Problems to work on:
• A. Copy the passage of the underwater cave article from "Mexican scientists discovered" to "the Mayan civilization.".
• B. List every number written in digits in the underwater cave article.

Text passage:
Researchers in Mexico discover the longest underwater cave system in the world that's full of invaluable artifacts.

Mexican scientists discovered the world’s largest flooded cave system that extends an amazing 216 miles (347 km) and is filled with artifacts. The maze of caves is a major archaeological find that promises to shed light on the mysteries of the Mayan civilization. 

Underwater archaeologist Guillermo de Anda of Mexico’s National Institute of Anthropology and History led the Great Maya Aquifer Project (GAM), which has been exploring underwater caves on the Caribbean coastline of the Yucatán Peninsula in Mexico for decades. The region has 358 freshwater flooded cave systems that stretch for over 870 miles (1,400km). 

De Anda explained that their accomplishment has wide-ranging significance:

“This immense cave represents the most important submerged archaeological site in the world,” said de AndaIt has more than a hundred archaeological contexts, among which are evidence of the first settlers of America, as well as extinct fauna and, of course, the Maya culture.”

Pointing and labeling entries
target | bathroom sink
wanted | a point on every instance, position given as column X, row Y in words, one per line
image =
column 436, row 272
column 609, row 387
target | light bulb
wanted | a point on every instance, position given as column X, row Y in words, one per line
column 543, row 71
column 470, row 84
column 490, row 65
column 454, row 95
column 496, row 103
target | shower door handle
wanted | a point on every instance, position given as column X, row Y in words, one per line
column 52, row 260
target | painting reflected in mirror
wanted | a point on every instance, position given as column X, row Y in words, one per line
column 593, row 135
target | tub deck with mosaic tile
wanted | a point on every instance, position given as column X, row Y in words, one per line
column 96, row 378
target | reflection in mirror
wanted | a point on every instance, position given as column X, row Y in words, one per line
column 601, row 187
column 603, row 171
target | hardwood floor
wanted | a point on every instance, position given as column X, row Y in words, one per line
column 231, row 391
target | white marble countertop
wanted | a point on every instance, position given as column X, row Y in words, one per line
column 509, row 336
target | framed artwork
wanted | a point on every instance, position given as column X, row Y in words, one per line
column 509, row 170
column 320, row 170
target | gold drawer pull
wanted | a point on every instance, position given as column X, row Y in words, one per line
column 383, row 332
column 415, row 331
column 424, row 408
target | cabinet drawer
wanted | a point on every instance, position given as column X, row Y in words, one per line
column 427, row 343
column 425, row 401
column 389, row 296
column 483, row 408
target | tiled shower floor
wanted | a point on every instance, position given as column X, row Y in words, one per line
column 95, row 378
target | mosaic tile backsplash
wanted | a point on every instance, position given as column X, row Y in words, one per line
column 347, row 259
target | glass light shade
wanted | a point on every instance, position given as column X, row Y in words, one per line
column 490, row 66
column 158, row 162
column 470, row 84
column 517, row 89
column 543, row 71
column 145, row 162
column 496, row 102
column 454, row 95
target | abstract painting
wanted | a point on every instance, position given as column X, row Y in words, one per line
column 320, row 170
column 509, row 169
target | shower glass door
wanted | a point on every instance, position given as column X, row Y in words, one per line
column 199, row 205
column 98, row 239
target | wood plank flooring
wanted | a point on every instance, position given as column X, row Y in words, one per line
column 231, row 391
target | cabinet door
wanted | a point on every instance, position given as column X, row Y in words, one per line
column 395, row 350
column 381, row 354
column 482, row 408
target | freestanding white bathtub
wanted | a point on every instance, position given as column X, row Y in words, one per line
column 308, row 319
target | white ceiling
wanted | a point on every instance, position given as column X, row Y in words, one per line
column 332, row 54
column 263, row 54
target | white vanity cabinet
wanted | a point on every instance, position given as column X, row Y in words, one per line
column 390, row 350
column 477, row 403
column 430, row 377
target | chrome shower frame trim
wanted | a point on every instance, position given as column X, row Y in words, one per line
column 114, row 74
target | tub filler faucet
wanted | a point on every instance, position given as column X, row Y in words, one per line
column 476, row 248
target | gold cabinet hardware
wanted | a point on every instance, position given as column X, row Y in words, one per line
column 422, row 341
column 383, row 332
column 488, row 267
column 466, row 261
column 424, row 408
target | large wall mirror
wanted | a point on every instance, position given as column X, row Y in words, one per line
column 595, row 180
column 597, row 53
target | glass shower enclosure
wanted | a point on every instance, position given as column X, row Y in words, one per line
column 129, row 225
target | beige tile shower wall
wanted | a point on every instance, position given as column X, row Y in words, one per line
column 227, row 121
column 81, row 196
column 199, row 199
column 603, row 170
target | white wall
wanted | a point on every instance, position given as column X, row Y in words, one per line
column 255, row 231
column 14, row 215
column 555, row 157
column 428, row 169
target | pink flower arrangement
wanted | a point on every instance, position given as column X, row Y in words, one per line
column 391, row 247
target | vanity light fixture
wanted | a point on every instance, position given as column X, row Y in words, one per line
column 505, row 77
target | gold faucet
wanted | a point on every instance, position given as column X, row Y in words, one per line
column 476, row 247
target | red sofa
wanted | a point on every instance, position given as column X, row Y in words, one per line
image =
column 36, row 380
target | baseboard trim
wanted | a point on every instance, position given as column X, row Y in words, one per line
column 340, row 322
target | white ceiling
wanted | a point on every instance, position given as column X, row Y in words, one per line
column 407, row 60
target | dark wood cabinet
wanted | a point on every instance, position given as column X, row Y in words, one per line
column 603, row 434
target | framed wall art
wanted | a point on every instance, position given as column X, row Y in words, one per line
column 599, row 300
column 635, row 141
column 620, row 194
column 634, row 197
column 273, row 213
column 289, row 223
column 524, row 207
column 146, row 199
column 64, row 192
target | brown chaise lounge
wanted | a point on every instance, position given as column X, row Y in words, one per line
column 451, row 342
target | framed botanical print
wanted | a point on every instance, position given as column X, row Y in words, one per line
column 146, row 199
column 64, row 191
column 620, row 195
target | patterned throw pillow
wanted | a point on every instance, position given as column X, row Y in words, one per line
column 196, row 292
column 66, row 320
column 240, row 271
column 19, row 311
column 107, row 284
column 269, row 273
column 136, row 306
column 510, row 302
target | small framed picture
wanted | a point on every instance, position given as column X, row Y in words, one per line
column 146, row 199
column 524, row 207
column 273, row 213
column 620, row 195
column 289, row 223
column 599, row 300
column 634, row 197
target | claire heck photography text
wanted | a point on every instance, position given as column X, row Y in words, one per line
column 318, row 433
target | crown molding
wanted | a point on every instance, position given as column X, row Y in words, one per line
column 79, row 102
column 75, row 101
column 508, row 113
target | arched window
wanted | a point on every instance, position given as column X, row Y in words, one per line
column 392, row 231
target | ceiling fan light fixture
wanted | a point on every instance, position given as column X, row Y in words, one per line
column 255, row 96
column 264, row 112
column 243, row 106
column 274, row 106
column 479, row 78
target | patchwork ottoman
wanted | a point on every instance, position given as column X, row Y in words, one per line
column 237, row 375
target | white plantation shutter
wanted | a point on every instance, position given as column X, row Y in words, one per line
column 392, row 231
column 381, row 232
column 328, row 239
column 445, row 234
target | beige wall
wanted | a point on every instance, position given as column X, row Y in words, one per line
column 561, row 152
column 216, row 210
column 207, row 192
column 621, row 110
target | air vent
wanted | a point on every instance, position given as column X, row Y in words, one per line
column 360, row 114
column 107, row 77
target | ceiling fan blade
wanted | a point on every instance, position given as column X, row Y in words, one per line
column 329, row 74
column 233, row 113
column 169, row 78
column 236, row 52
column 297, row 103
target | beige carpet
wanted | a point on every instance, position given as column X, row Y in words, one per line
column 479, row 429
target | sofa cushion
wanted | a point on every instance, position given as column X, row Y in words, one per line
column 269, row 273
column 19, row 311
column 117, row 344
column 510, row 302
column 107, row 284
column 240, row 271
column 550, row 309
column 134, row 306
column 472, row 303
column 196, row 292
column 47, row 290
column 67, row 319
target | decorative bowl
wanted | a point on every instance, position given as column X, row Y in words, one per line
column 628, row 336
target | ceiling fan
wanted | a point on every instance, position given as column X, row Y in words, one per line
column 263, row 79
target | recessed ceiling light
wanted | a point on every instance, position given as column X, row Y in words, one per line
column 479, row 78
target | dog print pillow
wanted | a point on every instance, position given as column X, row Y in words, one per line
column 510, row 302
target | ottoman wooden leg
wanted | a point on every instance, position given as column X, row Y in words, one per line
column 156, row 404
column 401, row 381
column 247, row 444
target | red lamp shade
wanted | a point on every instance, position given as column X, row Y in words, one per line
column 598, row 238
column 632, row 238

The solutions:
• A.
Mexican scientists discovered the world’s largest flooded cave system that extends an amazing 216 miles (347 km) and is filled with artifacts. The maze of caves is a major archaeological find that promises to shed light on the mysteries of the Mayan civilization.

• B. 216, 347, 358, 870, 1,400